■ Available data
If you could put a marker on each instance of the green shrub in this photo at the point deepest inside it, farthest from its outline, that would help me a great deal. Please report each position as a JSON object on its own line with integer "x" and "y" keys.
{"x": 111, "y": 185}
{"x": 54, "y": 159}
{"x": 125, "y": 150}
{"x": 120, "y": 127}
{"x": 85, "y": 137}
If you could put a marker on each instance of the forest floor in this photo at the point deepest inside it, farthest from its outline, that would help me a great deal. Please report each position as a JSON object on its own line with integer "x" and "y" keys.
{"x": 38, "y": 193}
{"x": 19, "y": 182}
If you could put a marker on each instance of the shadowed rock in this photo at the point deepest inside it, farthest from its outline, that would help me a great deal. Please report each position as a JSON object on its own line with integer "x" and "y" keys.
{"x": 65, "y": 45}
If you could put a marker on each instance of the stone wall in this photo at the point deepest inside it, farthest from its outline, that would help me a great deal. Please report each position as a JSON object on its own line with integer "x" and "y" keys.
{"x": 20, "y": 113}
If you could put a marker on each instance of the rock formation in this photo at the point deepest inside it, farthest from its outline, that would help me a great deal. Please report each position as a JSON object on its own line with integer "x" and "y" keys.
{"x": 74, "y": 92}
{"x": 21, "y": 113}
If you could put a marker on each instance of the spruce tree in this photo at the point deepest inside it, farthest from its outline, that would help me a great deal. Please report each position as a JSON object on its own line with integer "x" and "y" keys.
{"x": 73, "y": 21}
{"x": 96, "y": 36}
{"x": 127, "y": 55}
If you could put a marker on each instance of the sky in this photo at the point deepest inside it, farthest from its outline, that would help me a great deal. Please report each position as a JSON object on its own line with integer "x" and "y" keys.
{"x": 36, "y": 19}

...

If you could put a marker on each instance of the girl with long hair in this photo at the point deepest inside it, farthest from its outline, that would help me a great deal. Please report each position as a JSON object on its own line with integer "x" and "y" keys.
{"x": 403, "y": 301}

■ The problem
Extract each line from the listing above that contains the string "wall", treating uppercase and lowercase letters as distinct.

■ Exercise result
If you could put a marker on each instance of the stone wall in this photo at the point deepest inside it, farthest from its outline, that would help me a great deal. Please report each position as a JSON object on its own line with integer "x" and "y" keys.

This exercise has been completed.